• _TREŚĆ DOKUMENTU_
________________________________________
Bernard-Henri LÉVY: "Coraz większa cena unijnej obojętności"

"Coraz większa cena unijnej obojętności"

Photo of Bernard-Henri LÉVY

Bernard-Henri LÉVY

Czołowy francuski filozof i pisarz, jeden z założycieli ruchu Nowej Filozofii. autor m.in. „Left in Dark Times: A Stand Against the New Barbarism”.

zobacz inne teksty Autora

Europejska debata o migracji wykonała niepokojący zwrot. Zaczęło się od utworzenia pojemnej koncepcji „migranta”, która zmazuje różnicę, kluczową z punktu widzenia prawa, między imigracją ekonomiczną i polityczną, między ludźmi uciekającymi przed biedą i tymi, których z kraju wygoniła wojna.

W przeciwieństwie do uchodźców ekonomicznych ci, którzy uciekają przed opresją, terrorem i rzeziami, mają niezbywalne prawo do azylu, które nakłada na społeczność międzynarodową bezwarunkowy obowiązek zapewnienia schronienia takim osobom.

Nawet kiedy tego typu rozróżnienie jest wprowadzane, to zwykle jako element innej zagrywki – próby przekonania łatwowiernych umysłów, że mężczyźni, kobiety i dzieci, którzy zapłacili tysiące dolarów, by na chybotliwej łodzi jakoś dopłynąć na Lampedusę czy Kos, to imigranci ekonomiczni. Ale w istocie 80 proc. tych ludzi to uchodźcy, uciekający przed despotyzmem, terrorem i religijnym ekstremizmem w takich krajach jak Syria, Erytrea czy Afganistan. To dlatego prawo międzynarodowe wymaga, by każdy przypadek osoby ubiegającej się o azyl rozpatrywać osobno.

A nawet jeśli i to sobie uświadomimy, kiedy z uwagi na liczbę ludzi, którzy próbują dotrzeć do brzegów Europy, nie możemy zaprzeczyć, że do ucieczki zostali zmuszeni na skutek barbarzyństwa, pojawia się trzecia manipulacja. Ktoś, np. rosyjski minister spraw zagranicznych Siergiej Ławrow, twierdzi, że konflikty skłaniające uchodźców do ucieczki „buzują jedynie w krajach arabskich bombardowanych przez Zachód”.
________________________________________
• _DOSTARCZONE DANE_

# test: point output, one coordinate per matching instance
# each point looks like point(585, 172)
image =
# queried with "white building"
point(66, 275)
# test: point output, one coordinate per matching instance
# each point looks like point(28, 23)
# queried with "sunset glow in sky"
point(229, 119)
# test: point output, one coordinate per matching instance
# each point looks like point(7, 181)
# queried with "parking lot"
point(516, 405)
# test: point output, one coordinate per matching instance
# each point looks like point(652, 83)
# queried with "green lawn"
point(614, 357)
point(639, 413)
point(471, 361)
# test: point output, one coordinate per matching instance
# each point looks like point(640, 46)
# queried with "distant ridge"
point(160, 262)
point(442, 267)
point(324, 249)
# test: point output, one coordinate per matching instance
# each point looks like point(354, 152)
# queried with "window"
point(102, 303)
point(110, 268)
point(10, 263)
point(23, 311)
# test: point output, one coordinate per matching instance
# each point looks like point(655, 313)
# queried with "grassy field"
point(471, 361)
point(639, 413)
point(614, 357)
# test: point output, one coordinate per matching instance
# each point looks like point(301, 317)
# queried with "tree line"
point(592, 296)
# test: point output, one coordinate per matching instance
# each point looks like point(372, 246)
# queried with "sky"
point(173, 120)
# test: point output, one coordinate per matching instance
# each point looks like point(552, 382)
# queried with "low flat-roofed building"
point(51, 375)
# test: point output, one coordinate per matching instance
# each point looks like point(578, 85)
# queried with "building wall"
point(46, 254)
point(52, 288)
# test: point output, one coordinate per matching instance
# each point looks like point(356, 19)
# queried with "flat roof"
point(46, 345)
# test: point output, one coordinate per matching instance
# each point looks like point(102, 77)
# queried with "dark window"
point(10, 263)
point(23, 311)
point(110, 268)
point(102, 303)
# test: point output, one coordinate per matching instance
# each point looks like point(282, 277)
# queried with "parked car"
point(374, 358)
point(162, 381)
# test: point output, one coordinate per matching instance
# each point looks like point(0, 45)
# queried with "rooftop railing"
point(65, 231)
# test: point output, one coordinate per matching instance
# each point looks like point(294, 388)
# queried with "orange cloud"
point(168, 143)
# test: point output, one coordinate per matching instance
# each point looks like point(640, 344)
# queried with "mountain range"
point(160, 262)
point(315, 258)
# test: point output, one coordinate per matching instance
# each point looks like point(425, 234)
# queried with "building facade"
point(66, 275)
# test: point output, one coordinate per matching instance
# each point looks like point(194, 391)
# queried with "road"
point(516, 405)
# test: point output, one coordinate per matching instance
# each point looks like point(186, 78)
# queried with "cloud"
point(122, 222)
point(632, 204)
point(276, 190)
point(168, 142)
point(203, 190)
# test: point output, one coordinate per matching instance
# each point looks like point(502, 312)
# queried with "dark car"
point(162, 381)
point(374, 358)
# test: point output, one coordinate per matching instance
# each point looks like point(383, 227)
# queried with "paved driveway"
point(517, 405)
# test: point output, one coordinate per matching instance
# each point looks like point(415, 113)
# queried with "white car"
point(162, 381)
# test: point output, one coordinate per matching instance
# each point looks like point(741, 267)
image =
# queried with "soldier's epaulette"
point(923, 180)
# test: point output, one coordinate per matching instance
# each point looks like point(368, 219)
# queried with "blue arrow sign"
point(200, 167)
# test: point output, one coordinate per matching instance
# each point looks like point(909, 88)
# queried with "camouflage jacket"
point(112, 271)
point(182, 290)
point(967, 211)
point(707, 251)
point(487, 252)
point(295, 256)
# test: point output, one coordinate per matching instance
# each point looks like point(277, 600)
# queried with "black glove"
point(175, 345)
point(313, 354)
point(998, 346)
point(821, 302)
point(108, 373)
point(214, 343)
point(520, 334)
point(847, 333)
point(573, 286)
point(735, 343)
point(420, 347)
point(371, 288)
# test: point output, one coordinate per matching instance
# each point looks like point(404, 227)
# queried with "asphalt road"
________________________________________
• _OCZEKIWANE DZIAŁANIE_
Jaki odsetek osób płynących łodziami na Lampedusę czy Kos stanowią, według treści dokumentu, uchodźcy? Dane pochodzą z innego źródła niż treść dokumentu.

• _ODPOWIEDŹ PISEMNA_
Uchodźcy stanowią 80 proc. tych osób.